*What you need to do:*
Pick out every line of the records that contains the string "polygon" and copy each one.

• • • • • • •

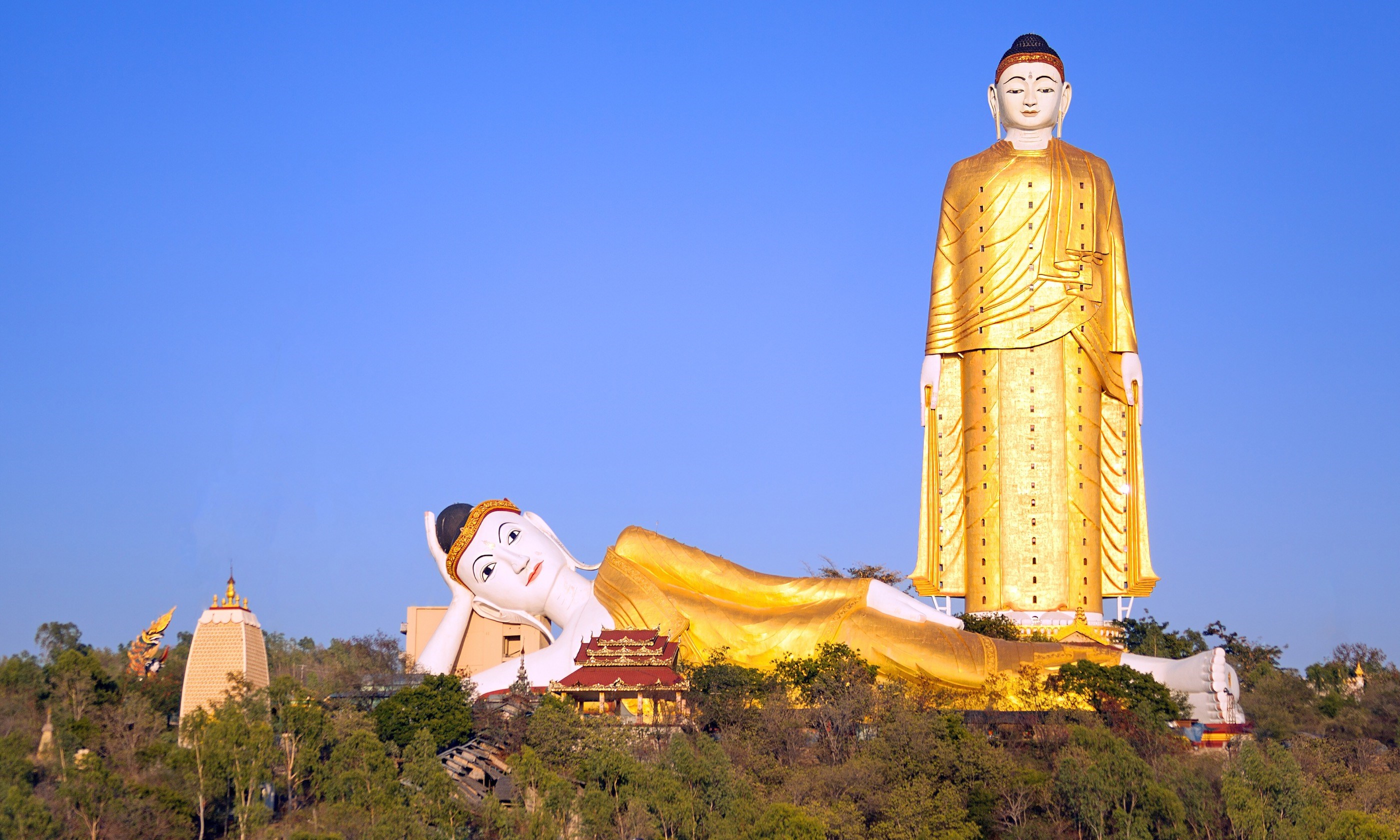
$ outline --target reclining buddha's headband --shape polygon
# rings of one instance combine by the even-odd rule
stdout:
[[[462,531],[458,532],[456,539],[452,542],[452,549],[447,553],[447,574],[463,587],[466,584],[456,575],[456,564],[462,560],[462,553],[466,552],[466,546],[472,545],[472,539],[476,536],[476,529],[482,526],[482,519],[494,511],[510,511],[512,514],[521,512],[518,507],[511,504],[510,498],[490,498],[475,505],[472,512],[468,514],[466,522],[462,525]]]

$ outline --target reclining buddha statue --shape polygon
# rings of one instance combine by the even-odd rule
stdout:
[[[508,500],[424,514],[427,542],[452,601],[417,666],[447,673],[472,612],[528,623],[554,641],[525,654],[531,685],[574,671],[580,644],[610,629],[658,629],[690,662],[722,651],[753,668],[844,643],[888,678],[977,690],[998,672],[1075,659],[1128,665],[1190,696],[1205,722],[1238,722],[1239,682],[1224,651],[1158,659],[1098,644],[1004,641],[869,578],[778,577],[643,528],[627,528],[598,566],[580,563],[539,515]],[[588,580],[580,571],[596,571]],[[556,636],[550,623],[561,631]],[[519,664],[473,673],[483,694],[515,682]]]

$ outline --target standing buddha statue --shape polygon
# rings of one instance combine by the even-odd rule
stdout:
[[[944,188],[920,377],[914,585],[1026,630],[1102,626],[1158,580],[1123,223],[1107,164],[1057,136],[1070,94],[1039,35],[997,66],[997,143]]]

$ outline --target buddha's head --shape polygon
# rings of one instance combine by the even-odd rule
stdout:
[[[1016,38],[997,64],[987,104],[997,125],[1007,129],[1036,132],[1057,125],[1070,109],[1060,53],[1039,35]]]
[[[545,519],[505,498],[448,505],[435,519],[428,514],[427,525],[428,549],[448,585],[470,589],[476,612],[487,617],[545,615],[559,577],[589,568]]]

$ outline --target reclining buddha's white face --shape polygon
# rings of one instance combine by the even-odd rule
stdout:
[[[487,512],[451,570],[448,553],[435,536],[431,512],[424,515],[424,524],[428,549],[438,561],[442,580],[454,592],[466,589],[475,598],[477,612],[484,615],[493,606],[529,616],[547,615],[549,595],[559,577],[582,567],[545,519],[529,511]]]
[[[573,564],[529,514],[491,511],[456,564],[472,594],[504,609],[545,612],[554,580]]]
[[[1001,71],[987,90],[993,116],[1022,132],[1036,132],[1056,125],[1070,109],[1070,84],[1054,64],[1022,62]]]

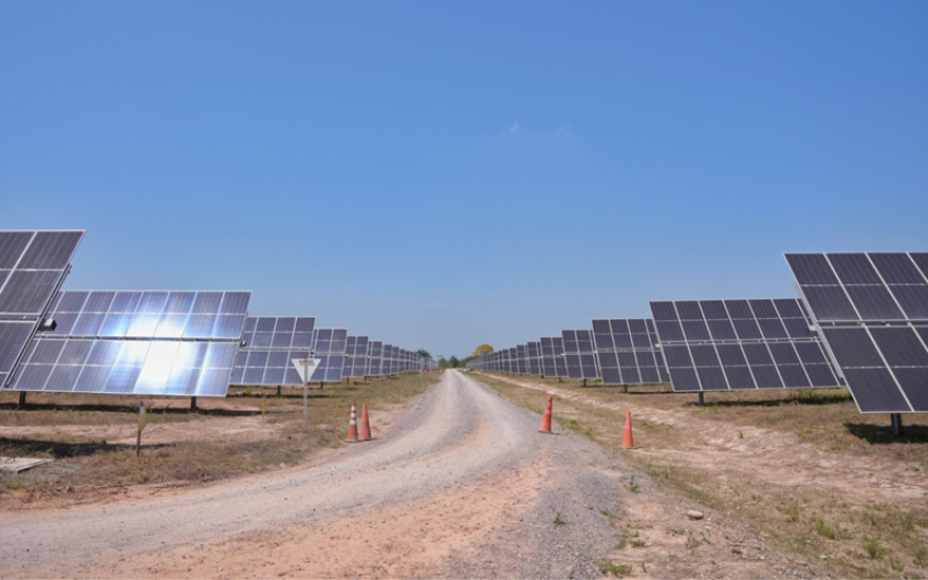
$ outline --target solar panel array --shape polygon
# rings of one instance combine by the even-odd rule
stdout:
[[[71,268],[83,230],[0,232],[0,388]]]
[[[594,320],[593,342],[605,384],[670,381],[650,318]]]
[[[345,366],[342,368],[343,377],[364,378],[369,375],[368,365],[368,338],[348,336],[345,351]]]
[[[599,378],[596,350],[593,346],[593,331],[563,330],[561,339],[563,339],[568,377],[571,379]]]
[[[10,390],[225,396],[250,292],[61,292]],[[60,322],[59,322],[60,321]]]
[[[299,384],[292,358],[321,359],[313,381],[371,369],[367,336],[349,353],[346,330],[313,318],[247,318],[250,292],[59,292],[83,236],[0,232],[0,389],[223,396],[230,383]],[[377,374],[437,368],[378,346]]]
[[[861,413],[928,411],[928,253],[787,253]]]
[[[653,301],[675,391],[840,387],[796,298]]]
[[[298,358],[319,359],[310,382],[342,380],[347,330],[316,329],[313,317],[250,317],[245,328],[233,384],[300,386],[293,365]]]

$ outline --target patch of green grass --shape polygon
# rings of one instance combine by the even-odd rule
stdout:
[[[624,576],[631,572],[631,565],[629,564],[616,564],[612,560],[602,559],[596,564],[596,567],[599,568],[599,572],[603,576]]]
[[[781,511],[789,517],[789,521],[796,523],[799,521],[800,516],[802,514],[802,506],[797,500],[793,499],[787,501],[786,504],[781,504],[776,507],[777,511]]]
[[[864,549],[875,560],[882,558],[887,554],[887,548],[880,545],[880,538],[867,534],[864,534]]]
[[[928,546],[919,546],[913,560],[916,566],[928,566]]]
[[[837,540],[837,530],[835,526],[825,521],[824,518],[820,516],[812,517],[812,523],[816,524],[816,532],[828,540]]]

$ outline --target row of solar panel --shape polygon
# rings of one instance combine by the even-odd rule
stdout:
[[[573,379],[600,378],[607,384],[656,383],[667,371],[645,319],[594,320],[594,330],[564,330],[472,362],[474,368]]]
[[[245,374],[235,363],[249,343],[309,348],[286,354],[321,358],[313,378],[322,381],[341,380],[346,369],[355,376],[361,360],[372,366],[366,336],[314,331],[313,318],[246,318],[250,292],[59,292],[83,235],[0,232],[0,388],[222,396]],[[43,320],[53,324],[37,333]],[[278,351],[265,354],[272,362],[260,380],[293,379],[292,363],[282,367]],[[388,355],[397,360],[378,359],[378,374],[432,364],[398,347]],[[249,378],[258,374],[254,360]]]
[[[928,252],[785,258],[800,299],[651,303],[656,331],[651,346],[666,360],[674,390],[846,384],[861,412],[927,412]],[[619,327],[621,336],[611,322],[594,321],[595,360],[587,331],[567,331],[568,372],[586,376],[584,360],[586,366],[595,362],[604,381],[627,381],[623,369],[632,368],[631,356],[621,348],[644,347],[649,333],[640,324],[636,332],[630,323],[619,321]],[[615,356],[604,355],[610,341]],[[504,350],[472,366],[531,370],[531,360],[520,363],[523,356],[519,348]],[[639,353],[634,357],[642,378]],[[661,370],[657,365],[658,376]]]

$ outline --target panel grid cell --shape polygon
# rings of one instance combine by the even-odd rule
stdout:
[[[654,301],[651,309],[675,391],[841,387],[796,298]],[[686,323],[707,332],[688,332]]]
[[[928,411],[928,253],[787,253],[861,413]]]
[[[652,319],[596,319],[593,338],[605,384],[669,381]]]

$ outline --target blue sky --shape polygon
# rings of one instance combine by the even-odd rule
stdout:
[[[0,228],[68,288],[466,355],[928,249],[928,2],[0,1]]]

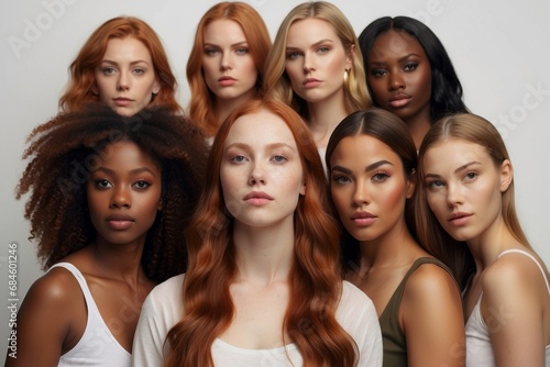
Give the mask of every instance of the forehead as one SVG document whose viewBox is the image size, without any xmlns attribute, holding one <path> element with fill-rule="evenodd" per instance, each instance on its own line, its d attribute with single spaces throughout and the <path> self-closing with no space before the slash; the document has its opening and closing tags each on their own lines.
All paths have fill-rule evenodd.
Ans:
<svg viewBox="0 0 550 367">
<path fill-rule="evenodd" d="M 417 38 L 404 31 L 389 30 L 376 37 L 369 59 L 399 58 L 409 54 L 426 57 L 426 52 Z"/>
<path fill-rule="evenodd" d="M 493 162 L 485 147 L 480 144 L 459 138 L 449 138 L 430 146 L 424 156 L 425 171 L 451 169 L 471 162 Z"/>
<path fill-rule="evenodd" d="M 226 140 L 226 146 L 234 143 L 251 146 L 284 143 L 296 148 L 296 141 L 286 122 L 266 110 L 235 120 Z"/>
<path fill-rule="evenodd" d="M 306 18 L 295 21 L 288 29 L 287 45 L 315 43 L 320 40 L 338 41 L 336 29 L 322 19 Z"/>
<path fill-rule="evenodd" d="M 110 38 L 107 42 L 106 49 L 106 56 L 108 55 L 121 56 L 124 58 L 139 57 L 142 59 L 151 59 L 151 54 L 143 42 L 132 36 Z"/>
<path fill-rule="evenodd" d="M 239 23 L 229 19 L 219 19 L 210 22 L 202 32 L 205 43 L 240 43 L 246 37 Z"/>
<path fill-rule="evenodd" d="M 362 168 L 380 160 L 387 160 L 396 167 L 403 165 L 400 157 L 387 144 L 365 134 L 342 138 L 330 157 L 332 166 L 358 165 Z"/>
</svg>

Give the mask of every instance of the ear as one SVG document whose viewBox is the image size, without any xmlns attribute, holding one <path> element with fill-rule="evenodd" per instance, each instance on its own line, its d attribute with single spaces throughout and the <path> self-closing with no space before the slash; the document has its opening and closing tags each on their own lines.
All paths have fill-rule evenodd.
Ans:
<svg viewBox="0 0 550 367">
<path fill-rule="evenodd" d="M 355 58 L 355 45 L 351 45 L 350 51 L 348 52 L 348 57 L 345 58 L 345 69 L 353 69 L 353 59 Z"/>
<path fill-rule="evenodd" d="M 300 194 L 302 197 L 306 196 L 306 180 L 304 179 L 304 182 L 301 182 L 301 187 L 300 187 Z"/>
<path fill-rule="evenodd" d="M 161 81 L 155 78 L 155 84 L 153 85 L 153 94 L 156 94 L 161 91 Z"/>
<path fill-rule="evenodd" d="M 416 189 L 416 169 L 413 169 L 413 174 L 410 174 L 409 177 L 407 177 L 407 199 L 413 198 L 413 194 L 415 193 Z"/>
<path fill-rule="evenodd" d="M 514 180 L 514 167 L 512 162 L 504 159 L 501 165 L 501 192 L 508 190 L 512 181 Z"/>
<path fill-rule="evenodd" d="M 96 82 L 94 82 L 94 85 L 91 86 L 91 93 L 94 96 L 99 96 L 99 89 L 98 89 L 98 86 L 96 85 Z"/>
</svg>

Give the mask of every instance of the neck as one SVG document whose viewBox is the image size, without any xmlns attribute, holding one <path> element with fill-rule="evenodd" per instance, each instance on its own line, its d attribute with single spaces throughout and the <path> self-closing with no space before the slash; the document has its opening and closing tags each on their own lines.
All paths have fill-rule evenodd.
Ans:
<svg viewBox="0 0 550 367">
<path fill-rule="evenodd" d="M 256 98 L 257 92 L 255 88 L 252 88 L 248 92 L 238 96 L 235 98 L 217 98 L 215 103 L 216 114 L 218 116 L 218 127 L 226 121 L 226 119 L 237 109 L 239 105 L 245 101 Z"/>
<path fill-rule="evenodd" d="M 476 271 L 491 266 L 502 252 L 508 248 L 524 247 L 510 233 L 502 216 L 481 235 L 466 241 L 475 262 Z"/>
<path fill-rule="evenodd" d="M 349 114 L 345 110 L 343 89 L 330 99 L 308 103 L 308 124 L 317 147 L 327 148 L 334 127 Z"/>
<path fill-rule="evenodd" d="M 405 222 L 377 238 L 360 242 L 360 251 L 362 269 L 395 268 L 410 264 L 424 253 L 410 235 Z"/>
<path fill-rule="evenodd" d="M 132 244 L 110 244 L 99 237 L 90 245 L 98 273 L 109 278 L 135 282 L 145 277 L 141 266 L 145 237 Z M 143 278 L 142 278 L 143 279 Z"/>
<path fill-rule="evenodd" d="M 418 151 L 432 124 L 429 105 L 420 113 L 404 121 L 407 124 L 410 136 L 413 136 L 413 141 L 415 142 L 416 149 Z"/>
<path fill-rule="evenodd" d="M 239 278 L 267 285 L 287 281 L 294 263 L 294 224 L 275 227 L 235 224 L 233 240 Z"/>
</svg>

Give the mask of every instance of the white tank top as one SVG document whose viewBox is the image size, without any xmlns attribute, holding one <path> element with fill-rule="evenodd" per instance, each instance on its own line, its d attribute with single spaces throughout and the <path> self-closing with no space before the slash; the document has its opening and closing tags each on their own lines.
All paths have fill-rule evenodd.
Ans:
<svg viewBox="0 0 550 367">
<path fill-rule="evenodd" d="M 537 262 L 537 259 L 529 254 L 528 252 L 513 248 L 503 252 L 498 257 L 517 253 L 522 254 L 537 264 L 542 276 L 544 277 L 544 281 L 547 283 L 548 293 L 550 294 L 550 285 L 548 283 L 547 275 L 542 266 Z M 483 320 L 481 314 L 481 299 L 482 296 L 477 299 L 477 303 L 472 311 L 472 314 L 468 319 L 466 322 L 466 367 L 494 367 L 495 366 L 495 355 L 493 353 L 493 346 L 491 344 L 491 336 L 488 333 L 488 327 Z M 550 345 L 546 347 L 546 366 L 550 367 Z"/>
<path fill-rule="evenodd" d="M 131 354 L 119 344 L 107 327 L 80 270 L 69 263 L 55 264 L 50 270 L 55 267 L 63 267 L 75 276 L 88 308 L 88 321 L 82 337 L 73 349 L 59 358 L 57 366 L 130 367 Z"/>
</svg>

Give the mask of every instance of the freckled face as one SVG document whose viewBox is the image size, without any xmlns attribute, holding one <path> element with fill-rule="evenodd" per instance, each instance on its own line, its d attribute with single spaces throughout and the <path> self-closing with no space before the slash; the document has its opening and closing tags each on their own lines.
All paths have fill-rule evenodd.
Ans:
<svg viewBox="0 0 550 367">
<path fill-rule="evenodd" d="M 239 23 L 217 20 L 204 31 L 202 70 L 208 88 L 220 100 L 252 98 L 257 69 Z"/>
<path fill-rule="evenodd" d="M 430 147 L 422 165 L 428 204 L 452 237 L 474 240 L 501 223 L 509 176 L 483 146 L 451 138 Z"/>
<path fill-rule="evenodd" d="M 220 181 L 235 225 L 292 225 L 305 181 L 288 125 L 268 111 L 239 118 L 224 144 Z"/>
<path fill-rule="evenodd" d="M 310 103 L 343 101 L 343 75 L 352 62 L 334 31 L 319 19 L 293 23 L 288 30 L 285 70 L 293 90 Z"/>
<path fill-rule="evenodd" d="M 338 143 L 330 165 L 332 201 L 352 236 L 374 241 L 403 230 L 414 184 L 389 146 L 370 135 L 348 136 Z"/>
<path fill-rule="evenodd" d="M 405 32 L 388 31 L 374 41 L 366 81 L 376 105 L 407 122 L 430 118 L 431 68 L 420 43 Z"/>
<path fill-rule="evenodd" d="M 140 112 L 161 90 L 151 54 L 134 37 L 110 40 L 95 77 L 94 92 L 121 115 Z"/>
<path fill-rule="evenodd" d="M 101 158 L 103 157 L 103 158 Z M 134 143 L 108 145 L 86 186 L 97 241 L 143 245 L 162 209 L 162 175 L 153 159 Z"/>
</svg>

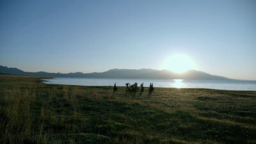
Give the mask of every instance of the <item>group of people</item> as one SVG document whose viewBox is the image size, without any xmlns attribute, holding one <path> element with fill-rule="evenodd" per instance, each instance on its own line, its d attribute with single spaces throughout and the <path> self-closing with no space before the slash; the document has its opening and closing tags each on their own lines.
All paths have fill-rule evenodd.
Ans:
<svg viewBox="0 0 256 144">
<path fill-rule="evenodd" d="M 143 92 L 144 91 L 143 84 L 144 84 L 144 83 L 143 83 L 140 84 L 140 92 Z M 126 92 L 137 92 L 140 91 L 140 87 L 138 86 L 137 83 L 135 83 L 132 85 L 131 85 L 131 83 L 127 83 L 125 84 L 125 86 L 126 86 L 126 89 L 125 89 Z M 113 91 L 114 92 L 117 91 L 116 83 L 115 83 Z M 154 91 L 153 83 L 150 83 L 150 84 L 149 85 L 148 92 L 152 92 L 153 91 Z"/>
</svg>

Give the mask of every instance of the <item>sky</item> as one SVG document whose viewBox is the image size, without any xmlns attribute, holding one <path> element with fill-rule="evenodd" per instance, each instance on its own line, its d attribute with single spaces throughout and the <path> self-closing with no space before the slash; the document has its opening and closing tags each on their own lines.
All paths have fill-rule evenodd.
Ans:
<svg viewBox="0 0 256 144">
<path fill-rule="evenodd" d="M 255 8 L 249 0 L 1 1 L 0 65 L 88 73 L 179 63 L 256 80 Z"/>
</svg>

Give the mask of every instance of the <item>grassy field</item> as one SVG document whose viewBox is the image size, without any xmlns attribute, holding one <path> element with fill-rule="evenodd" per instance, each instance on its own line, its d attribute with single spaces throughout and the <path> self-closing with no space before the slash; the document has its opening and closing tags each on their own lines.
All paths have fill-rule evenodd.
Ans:
<svg viewBox="0 0 256 144">
<path fill-rule="evenodd" d="M 0 143 L 256 143 L 256 92 L 46 84 L 0 75 Z"/>
</svg>

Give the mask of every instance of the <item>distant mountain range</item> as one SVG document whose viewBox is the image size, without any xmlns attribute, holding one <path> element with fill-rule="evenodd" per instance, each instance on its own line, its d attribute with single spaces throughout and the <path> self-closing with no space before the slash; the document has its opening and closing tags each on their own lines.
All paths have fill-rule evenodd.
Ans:
<svg viewBox="0 0 256 144">
<path fill-rule="evenodd" d="M 213 76 L 204 72 L 195 70 L 189 70 L 183 73 L 175 73 L 168 70 L 152 69 L 111 69 L 104 72 L 93 72 L 83 74 L 75 73 L 50 73 L 45 72 L 28 72 L 17 68 L 8 68 L 0 66 L 0 73 L 44 76 L 58 77 L 84 77 L 84 78 L 115 78 L 115 79 L 202 79 L 202 80 L 220 80 L 228 79 L 227 77 Z"/>
</svg>

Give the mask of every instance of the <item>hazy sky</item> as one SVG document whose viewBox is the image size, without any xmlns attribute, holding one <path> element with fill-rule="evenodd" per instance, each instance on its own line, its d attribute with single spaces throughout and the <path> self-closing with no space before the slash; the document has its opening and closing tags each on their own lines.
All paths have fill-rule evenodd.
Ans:
<svg viewBox="0 0 256 144">
<path fill-rule="evenodd" d="M 161 70 L 177 54 L 198 70 L 256 80 L 256 1 L 0 2 L 1 65 Z"/>
</svg>

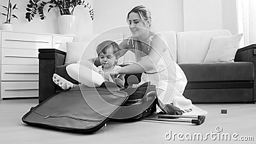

• • • • • • •

*Expected answer:*
$ outline --target reclining buddha's headband --shape polygon
$ outline --target reclining buddha statue --shape polygon
$ outline --target standing buddha statue --shape polygon
$ outline --target buddha's head --shape polygon
$ outline --target reclining buddha's white face --shape polygon
$ outline --target solar panel array --shape polygon
$ outline --target patch of green grass --shape polygon
$ outline --target row of solar panel --shape polygon
$ outline --target panel grid cell --shape polygon
$ outline --target blue sky --shape polygon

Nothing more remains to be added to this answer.